*Selected excerpt*
#####

Despite the imposition of a dedicated supporter of the Campaign for Nuclear Disarmament as the Leader of the Opposition in 2015, hon. and right hon. Labour Members ensured that their party’s policy remained multilateralist. Previously, on 14 March 2007, Parliament had voted by 409 to 161 in favour of proceeding with the initial gate for renewal of the Trident submarine fleet. Even that huge majority was eclipsed on 18 July 2016, when it rose to 355 after MPs voted for the decisive main gate stage to proceed by 472 to only 117.
There is nothing in article VI of the non-proliferation treaty that requires any country already in possession of a recognised nuclear arsenal to get rid of it and to achieve a nuclear-free world prior to a state of grace when general and complete conventional disarmament—also referred to in the non-proliferation treaty, but seldom cited by those who quote it selectively—can be guaranteed. There is a very good reason for this, because if we were to abandon all nuclear weapons in an unreformed world, that would be a recipe for disaster. In a conventional war taking place in a nuclear-free world, the former nuclear powers would immediately race to reacquire the bomb. The first to succeed would then use its monopoly, as occurred in 1945. If the treaty’s vision of general and complete conventional disarmament ever becomes reality, then nuclear weapons can indeed also safely be declared redundant; but, until that day dawns, the United Kingdom is perfectly capable of changing the size of its warhead stockpile without breaching the non-proliferation treaty in order to maintain indefinitely the credibility of its strategic minimum deterrence policy.
I very much agree with my hon. Friend. That is why the training and education programme within our workforce is so important. I do not think anybody in the House would argue that, in the past, MOD contractual negotiations have not gone swimmingly.

#####

*Collected material*
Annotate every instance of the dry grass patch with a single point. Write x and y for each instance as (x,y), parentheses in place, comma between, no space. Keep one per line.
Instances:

#####

*Tasks to perform*
(a) Reproduce the stretch from "Despite the imposition" through "to only 117." in the nuclear deterrence excerpt, word for word.
(b) According to the nuclear deterrence excerpt, what was the vote on 18 July 2016 for the main gate stage?

*Solved problems*
(a)
Despite the imposition of a dedicated supporter of the Campaign for Nuclear Disarmament as the Leader of the Opposition in 2015, hon. and right hon. Labour Members ensured that their party’s policy remained multilateralist. Previously, on 14 March 2007, Parliament had voted by 409 to 161 in favour of proceeding with the initial gate for renewal of the Trident submarine fleet. Even that huge majority was eclipsed on 18 July 2016, when it rose to 355 after MPs voted for the decisive main gate stage to proceed by 472 to only 117.

(b) MPs voted 472 to 117.